- TEXTO PARA LEITURA -
Félix Ribeiro - Público
Sentença do
Tribunal de Justiça da União Europeia decreta que lei hipotecária em Espanha
viola a protecção do consumidor. Governo tem nova lei preparada.
A lei hipotecária
espanhola que regula os despejos é “abusiva” e “ilegal”, de acordo com a
sentença do Tribunal de Justiça da União Europeia conhecida nesta quinta-feira.
O tribunal argumenta que a lei espanhola é “ilegal” por violar a directiva
europeia de 1993 que estabelece a protecção do consumidor e “abusiva” por não
considerar o desequilíbrio de forças entre as instituições de crédito e quem
entra em incumprimento.
Mesmo que um
despejado, em Espanha, conteste as cláusulas dos empréstimos à habitação,
alegando que estas, por alguma razão, são abusivas, os processos de despejo não
se interrompem. De acordo com o El País, esta foi a principal razão do
veredicto desta quinta-feira do tribunal europeu. A directiva europeia de 1993
determina que a execução de um despejo só pode acontecer depois de ser
conhecida a sentença de um tribunal sobre as alegadas cláusulas abusivas
denunciadas pelo despejado.
Nos casos em que é provada
que uma cláusula do empréstimo é, de facto, abusiva, o contraente do empréstimo
receberá uma indemnização do banco, explica o El País. No entanto, mesmo que o
abuso seja provado, o despejo já está executado. A sentença do Tribunal de
Justiça da União Europeia dirige-se também a este aspecto, afirmando que uma
indemnização num caso de despejo é “incompleta e insuficiente”.

Entradas da coleção

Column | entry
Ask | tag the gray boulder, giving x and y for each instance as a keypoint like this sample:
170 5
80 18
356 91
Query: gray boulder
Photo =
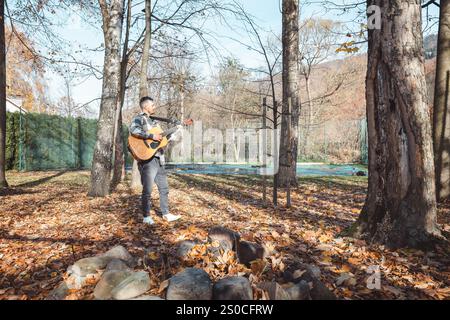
218 251
147 297
110 279
119 252
184 247
319 291
59 293
233 288
222 234
250 251
275 291
190 284
299 291
134 285
86 266
117 264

- ENUNCIADO 1 -
Cada afirmação seguinte está de acordo com o texto sobre a lei hipotecária espanhola? Responda sim ou não a cada uma e cite as palavras do texto que o decidem. (a) O tribunal considerou a lei espanhola ilegal por violar uma directiva europeia de 1993. (b) Em Espanha, os processos de despejo suspendem-se quando o despejado contesta as cláusulas do empréstimo. (c) O tribunal considerou suficiente a indemnização paga pelo banco em caso de cláusula abusiva.
- ENUNCIADO 2 -
Como resumiria em duas frases o texto sobre a lei hipotecária espanhola?
- ENUNCIADO 3 -
Segundo o texto sobre a lei hipotecária espanhola, quando pode ser executado um despejo de acordo com a directiva europeia de 1993?

- RESOLUÇÃO 1 -
(a) Sim: "a lei espanhola é “ilegal” por violar a directiva europeia de 1993 que estabelece a protecção do consumidor".
(b) Não: "os processos de despejo não se interrompem".
(c) Não: "uma indemnização num caso de despejo é “incompleta e insuficiente”".

- RESOLUÇÃO 2 -
O Tribunal de Justiça da União Europeia declarou "abusiva" e "ilegal" a lei hipotecária espanhola que regula os despejos, por violar a directiva europeia de 1993 de protecção do consumidor e não considerar o desequilíbrio de forças entre as instituições de crédito e quem entra em incumprimento. Em Espanha, os despejos não se interrompem mesmo quando o despejado contesta cláusulas abusivas, e o tribunal considerou "incompleta e insuficiente" a indemnização paga depois de o despejo já estar executado.

- RESOLUÇÃO 3 -
Só depois de ser conhecida a sentença de um tribunal sobre as alegadas cláusulas abusivas denunciadas pelo despejado.